**Exercise objective**:
Can you copy out every line of the material below word for word, leaving nothing out?

**Record list**:
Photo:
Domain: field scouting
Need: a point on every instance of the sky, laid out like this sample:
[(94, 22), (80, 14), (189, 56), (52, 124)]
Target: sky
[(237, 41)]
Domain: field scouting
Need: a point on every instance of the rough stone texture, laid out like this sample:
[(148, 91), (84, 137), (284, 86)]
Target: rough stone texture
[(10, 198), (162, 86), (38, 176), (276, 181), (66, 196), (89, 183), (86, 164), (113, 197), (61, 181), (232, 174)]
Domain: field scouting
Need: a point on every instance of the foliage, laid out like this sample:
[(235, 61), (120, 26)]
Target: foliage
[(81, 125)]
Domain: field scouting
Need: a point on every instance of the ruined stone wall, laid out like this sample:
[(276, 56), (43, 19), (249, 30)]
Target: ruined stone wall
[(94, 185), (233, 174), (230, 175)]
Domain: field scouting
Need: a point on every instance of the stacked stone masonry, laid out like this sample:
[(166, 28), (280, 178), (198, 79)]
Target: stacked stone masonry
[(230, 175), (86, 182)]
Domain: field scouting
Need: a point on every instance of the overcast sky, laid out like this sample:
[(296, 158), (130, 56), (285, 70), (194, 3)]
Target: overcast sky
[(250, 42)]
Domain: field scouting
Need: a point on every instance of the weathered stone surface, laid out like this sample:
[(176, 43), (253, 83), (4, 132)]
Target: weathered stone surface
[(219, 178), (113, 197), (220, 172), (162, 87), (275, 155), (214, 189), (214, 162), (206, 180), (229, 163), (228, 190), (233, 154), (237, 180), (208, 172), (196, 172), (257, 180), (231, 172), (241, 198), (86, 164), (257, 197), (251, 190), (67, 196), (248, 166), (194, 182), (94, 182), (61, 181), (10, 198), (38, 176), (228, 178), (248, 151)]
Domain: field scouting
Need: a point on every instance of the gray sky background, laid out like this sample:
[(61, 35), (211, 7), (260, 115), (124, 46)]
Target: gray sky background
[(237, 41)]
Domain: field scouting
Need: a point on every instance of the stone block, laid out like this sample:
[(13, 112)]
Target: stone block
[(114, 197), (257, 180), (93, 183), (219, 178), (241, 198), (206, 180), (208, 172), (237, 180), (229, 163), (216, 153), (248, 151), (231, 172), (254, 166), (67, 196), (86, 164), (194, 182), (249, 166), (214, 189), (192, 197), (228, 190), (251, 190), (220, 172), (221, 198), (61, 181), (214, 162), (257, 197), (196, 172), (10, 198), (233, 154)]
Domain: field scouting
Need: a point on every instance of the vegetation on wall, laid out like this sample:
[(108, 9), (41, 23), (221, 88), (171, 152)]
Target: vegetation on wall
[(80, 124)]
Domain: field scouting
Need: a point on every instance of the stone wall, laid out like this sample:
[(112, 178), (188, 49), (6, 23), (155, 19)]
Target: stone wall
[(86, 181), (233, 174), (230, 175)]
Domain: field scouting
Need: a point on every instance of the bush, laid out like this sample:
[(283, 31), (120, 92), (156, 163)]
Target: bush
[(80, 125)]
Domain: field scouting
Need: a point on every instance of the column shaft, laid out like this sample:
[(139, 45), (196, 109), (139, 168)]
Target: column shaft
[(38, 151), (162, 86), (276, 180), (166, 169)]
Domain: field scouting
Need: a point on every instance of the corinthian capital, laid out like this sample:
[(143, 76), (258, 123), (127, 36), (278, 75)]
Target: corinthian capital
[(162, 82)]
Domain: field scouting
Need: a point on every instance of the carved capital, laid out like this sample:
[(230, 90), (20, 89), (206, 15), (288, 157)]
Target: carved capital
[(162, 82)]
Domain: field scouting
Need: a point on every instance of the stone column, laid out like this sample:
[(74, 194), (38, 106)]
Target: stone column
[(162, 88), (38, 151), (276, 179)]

**Full solution**:
Photo:
Domain: field scouting
Need: a point on every instance of the sky, laid out like this sample:
[(94, 22), (80, 14), (189, 56), (52, 124)]
Target: sky
[(237, 41)]
Domain: field scouting
Need: a point on every instance of the rough stone texture, laid out like this sample:
[(148, 91), (84, 137), (284, 86)]
Target: rough stone texture
[(10, 198), (162, 86), (38, 176), (276, 181), (66, 196), (89, 183), (86, 164), (113, 197), (61, 181), (232, 174)]
Domain: field scouting
Need: a point on every instance of the foliage, laid out like this sample:
[(235, 61), (120, 26)]
Target: foliage
[(81, 125)]
Domain: field scouting
Need: a point on every instance of the ruined stone wall, laid out like this sample:
[(276, 56), (43, 19), (249, 30)]
Target: ruined stone wall
[(94, 185), (233, 174), (230, 175)]
Domain: field scouting
Need: a point on every instance of the stacked stone masonry, laid out like this sample:
[(166, 28), (280, 178), (198, 79)]
Target: stacked stone masonry
[(230, 175), (86, 182)]
Domain: field scouting
Need: a point on every instance of the overcast sky, laid out like this sample:
[(296, 158), (130, 56), (285, 70), (194, 3)]
Target: overcast sky
[(250, 42)]
Domain: field scouting
Need: a point on every instance of the weathered stone surface, laid out like this sample:
[(176, 43), (253, 83), (4, 132)]
Target: weathered stone surface
[(219, 178), (113, 197), (220, 172), (162, 87), (275, 155), (214, 189), (214, 162), (206, 180), (229, 163), (228, 190), (233, 154), (237, 180), (208, 172), (196, 172), (257, 180), (231, 172), (241, 198), (86, 164), (257, 197), (251, 190), (67, 196), (248, 166), (194, 182), (94, 182), (61, 181), (10, 198), (38, 176), (228, 178), (248, 151)]
Domain: field scouting
Need: a point on every instance of the gray sky background, laid out like this sample:
[(61, 35), (211, 7), (260, 115), (124, 46)]
Target: gray sky background
[(237, 41)]
Domain: field scouting
Need: a point on every instance of the stone block, laid out like this sample:
[(13, 112)]
Target: stone block
[(114, 197), (257, 180), (93, 183), (219, 178), (241, 198), (206, 180), (208, 172), (237, 180), (229, 163), (216, 153), (248, 151), (231, 172), (254, 166), (67, 196), (86, 164), (194, 182), (249, 166), (214, 189), (192, 197), (228, 190), (251, 190), (220, 172), (221, 198), (61, 181), (214, 162), (257, 197), (196, 172), (10, 198), (233, 154)]
Domain: field scouting
Need: a point on every instance of the vegetation on wall, laid out like this sample:
[(108, 9), (41, 23), (221, 88), (171, 152)]
Target: vegetation on wall
[(80, 124)]
Domain: field scouting
Need: a point on every instance of the stone wall, laid out like this sample:
[(112, 178), (188, 49), (6, 23), (155, 19)]
Target: stone wall
[(86, 181), (233, 174), (230, 175)]
Domain: field scouting
Need: a point on every instance of the bush, laid out like this sample:
[(283, 31), (120, 92), (156, 163)]
Target: bush
[(80, 125)]
Domain: field scouting
Need: a point on every instance of the column shaft, laid out like this sample:
[(139, 45), (196, 109), (139, 168)]
Target: column shaft
[(38, 151), (162, 86), (276, 180), (166, 169)]
Domain: field scouting
Need: a point on every instance of the corinthian capital, laid out like this sample:
[(143, 76), (258, 123), (127, 36), (278, 75)]
Target: corinthian capital
[(162, 82)]
Domain: field scouting
Need: a point on every instance of the carved capital, laid out like this sample:
[(230, 90), (20, 89), (206, 15), (288, 157)]
Target: carved capital
[(162, 82)]
Domain: field scouting
Need: a point on every instance of the stone column, laid out like this sample:
[(74, 194), (38, 106)]
Target: stone column
[(162, 88), (38, 151), (276, 179)]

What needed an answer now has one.